**Page:**

— start —

If you've been here, you probably know that the people are very different from one side of the state to the other, I would wager that residents of Sioux Falls have more in common with people in Des Moines/Rochester (MN) than they do with those in Rapid City. So where does "South Dakota" fit? The west is west and the east is midwest - in league with Iowa and Minnesota? It's tough to define, much like Missouri and KC/STL/Ozarks.

LMich
Dec 29, 2007, 8:31 PM
I'm not so sure it's tough. Some states clearly sit in more than one region. I mean, the wiki map above clearly shows that Sioux Falls and Rapid City sit in two different regions.

Chef
Jan 3, 2008, 7:31 AM
Dept of Energy
http://www.eere.energy.gov/buildings/database/images/census-map.gif
To me this has always been the Midwest, the plains states are as Midwestern as the Midwest gets, if anything Ohio is the outlier. I know people in Minnesota who don't consider Ohio part of the Midwest, to them it is too industrial, urban and eastern.

DBR96A
Jul 24, 2008, 6:55 AM
In Missouri, draw the following line from east to west: Festus, Sullivan, Rolla, Bolivar, Neosho. North of that line, Missouri feels like a Midwestern state. South of that line, Missouri feels like a Southern state.

— end —

**Given instruction 1:** In the forum thread, replace "Rapid City" with "Pierre" and write out the passage from "If you've been" to "Missouri and KC/STL/Ozarks.".

**Task inputs:**
— start —

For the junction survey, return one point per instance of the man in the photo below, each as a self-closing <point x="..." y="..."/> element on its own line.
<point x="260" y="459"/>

— end —
— start —

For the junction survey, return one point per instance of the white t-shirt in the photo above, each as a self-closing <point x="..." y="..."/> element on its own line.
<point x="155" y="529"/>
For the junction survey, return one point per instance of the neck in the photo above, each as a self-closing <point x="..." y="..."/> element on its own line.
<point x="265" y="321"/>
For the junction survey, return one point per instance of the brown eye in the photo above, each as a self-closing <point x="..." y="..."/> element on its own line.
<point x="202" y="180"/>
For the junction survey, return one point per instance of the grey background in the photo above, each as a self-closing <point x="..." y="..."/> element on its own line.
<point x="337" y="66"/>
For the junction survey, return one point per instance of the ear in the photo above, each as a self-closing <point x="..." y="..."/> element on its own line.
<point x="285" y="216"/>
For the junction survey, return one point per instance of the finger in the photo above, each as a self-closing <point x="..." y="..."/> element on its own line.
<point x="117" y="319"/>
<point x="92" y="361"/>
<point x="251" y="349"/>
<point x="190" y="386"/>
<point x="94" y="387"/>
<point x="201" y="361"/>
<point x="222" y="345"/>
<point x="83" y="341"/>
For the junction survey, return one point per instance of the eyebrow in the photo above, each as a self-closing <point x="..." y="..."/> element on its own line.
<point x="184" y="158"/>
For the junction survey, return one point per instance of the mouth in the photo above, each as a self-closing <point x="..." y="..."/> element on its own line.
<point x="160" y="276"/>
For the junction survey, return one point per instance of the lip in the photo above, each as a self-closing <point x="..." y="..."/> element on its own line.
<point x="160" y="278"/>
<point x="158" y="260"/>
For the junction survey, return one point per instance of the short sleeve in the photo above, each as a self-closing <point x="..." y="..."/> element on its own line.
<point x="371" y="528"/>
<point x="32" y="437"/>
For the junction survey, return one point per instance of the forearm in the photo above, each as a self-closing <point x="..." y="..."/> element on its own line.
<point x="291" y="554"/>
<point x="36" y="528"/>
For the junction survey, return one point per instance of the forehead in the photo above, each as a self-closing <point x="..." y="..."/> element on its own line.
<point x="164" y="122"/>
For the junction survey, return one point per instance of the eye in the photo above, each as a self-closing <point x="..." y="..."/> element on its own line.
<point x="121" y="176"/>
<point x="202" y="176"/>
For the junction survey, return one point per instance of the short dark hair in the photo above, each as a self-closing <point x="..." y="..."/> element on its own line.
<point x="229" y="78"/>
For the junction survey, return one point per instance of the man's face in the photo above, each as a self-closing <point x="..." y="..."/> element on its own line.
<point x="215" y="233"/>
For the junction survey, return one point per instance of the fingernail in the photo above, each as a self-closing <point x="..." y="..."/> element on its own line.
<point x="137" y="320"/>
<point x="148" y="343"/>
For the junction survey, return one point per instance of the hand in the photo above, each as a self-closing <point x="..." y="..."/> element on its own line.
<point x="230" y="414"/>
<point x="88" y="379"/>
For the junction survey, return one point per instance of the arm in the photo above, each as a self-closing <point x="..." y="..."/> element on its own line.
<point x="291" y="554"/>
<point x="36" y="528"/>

— end —

**Given instruction 2:** Count the lines of the records that contain the string "short", and reply with that number alone.

**Full solution 1:**
If you've been here, you probably know that the people are very different from one side of the state to the other, I would wager that residents of Sioux Falls have more in common with people in Des Moines/Rochester (MN) than they do with those in Pierre. So where does "South Dakota" fit? The west is west and the east is midwest - in league with Iowa and Minnesota? It's tough to define, much like Missouri and KC/STL/Ozarks.

**Full solution 2:** 2